OBJECTIVE
Render the records below as a JSON array of strings, one string per line, with any blank lines omitted.

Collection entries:

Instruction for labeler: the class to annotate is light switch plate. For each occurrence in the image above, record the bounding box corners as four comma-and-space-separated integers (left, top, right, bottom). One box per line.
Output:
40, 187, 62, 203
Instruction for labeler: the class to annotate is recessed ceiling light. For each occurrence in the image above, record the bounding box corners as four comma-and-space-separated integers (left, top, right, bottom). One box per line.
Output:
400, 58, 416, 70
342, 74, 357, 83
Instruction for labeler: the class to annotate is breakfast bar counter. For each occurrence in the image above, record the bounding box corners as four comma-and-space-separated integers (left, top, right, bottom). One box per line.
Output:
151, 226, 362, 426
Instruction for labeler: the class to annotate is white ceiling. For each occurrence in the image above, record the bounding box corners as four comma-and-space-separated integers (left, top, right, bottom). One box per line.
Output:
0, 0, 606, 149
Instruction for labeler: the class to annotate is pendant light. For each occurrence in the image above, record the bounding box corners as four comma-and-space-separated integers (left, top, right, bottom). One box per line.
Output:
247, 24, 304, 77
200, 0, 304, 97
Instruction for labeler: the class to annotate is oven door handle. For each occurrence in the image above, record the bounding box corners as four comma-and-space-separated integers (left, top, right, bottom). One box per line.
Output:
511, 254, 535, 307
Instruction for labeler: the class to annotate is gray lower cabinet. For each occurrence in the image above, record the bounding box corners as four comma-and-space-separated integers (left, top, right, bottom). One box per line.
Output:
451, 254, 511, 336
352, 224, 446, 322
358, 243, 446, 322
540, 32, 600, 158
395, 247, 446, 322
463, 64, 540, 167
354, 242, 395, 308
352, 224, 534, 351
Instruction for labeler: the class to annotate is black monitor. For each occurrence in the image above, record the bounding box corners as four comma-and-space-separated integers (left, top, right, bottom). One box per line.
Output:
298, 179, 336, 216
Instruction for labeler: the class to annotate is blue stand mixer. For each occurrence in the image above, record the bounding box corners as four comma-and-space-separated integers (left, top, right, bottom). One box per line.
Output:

OUTPUT OF THE TASK
[
  "Instruction for labeler: the class to annotate is light switch plate. For each occurrence in the image above, record the bounding box corners as four comma-and-space-separated integers (left, top, right, bottom). One box per line.",
  "Output:",
  "40, 187, 62, 203",
  "Instruction for labeler: the class to annotate is recessed ceiling light. For each occurrence in the image above, record the bounding box corners as four comma-and-space-separated integers (left, top, right, bottom). One box per line.",
  "Output:",
  "400, 58, 416, 70",
  "342, 74, 357, 83",
  "Instruction for labeler: the class to annotate is breakfast bar counter. For each occurrence in the image above, record the bounding box corners as four comma-and-space-separated integers (left, top, right, bottom). One box per line.",
  "Output:",
  "151, 226, 362, 426",
  "Instruction for labeler: the class to annotate is white ceiling. For each occurrence in the image above, record the bounding box corners as four comma-and-space-separated integers (left, top, right, bottom). One box per line.",
  "Output:",
  "0, 0, 606, 149",
  "Instruction for labeler: the class to annotate is pendant light. For each occurrence in the image above, record the bounding box corners as four comma-and-space-separated integers (left, top, right, bottom). One box per line.",
  "Output:",
  "247, 24, 304, 77",
  "200, 0, 304, 97",
  "Instruction for labeler: the class to annotate is oven door handle. For each occurrence in the image above, record the bounding box corners as four comma-and-space-separated integers (left, top, right, bottom). One box per line.",
  "Output:",
  "511, 254, 535, 307",
  "Instruction for labeler: the class to annotate is gray lower cabinet. For each occurrence in the image above, record the bounding box corners as four comma-and-space-separated integers (left, top, right, bottom). One box per line.",
  "Output:",
  "451, 254, 511, 336",
  "352, 224, 446, 322",
  "358, 243, 446, 322",
  "540, 32, 600, 158",
  "395, 247, 446, 322",
  "463, 64, 540, 167",
  "354, 242, 395, 308",
  "352, 224, 534, 351",
  "Instruction for labeler: the class to annotate is black monitor. For each occurrence in the image above, record the bounding box corners as four comma-and-space-separated integers (left, top, right, bottom). One box per line.",
  "Output:",
  "298, 179, 336, 216",
  "Instruction for labeler: the class to annotate is blue stand mixer. For each occurrence in the image above, record the bounding box corners as four comma-and-space-separated integers (left, top, right, bottom). One box per line.",
  "Output:"
]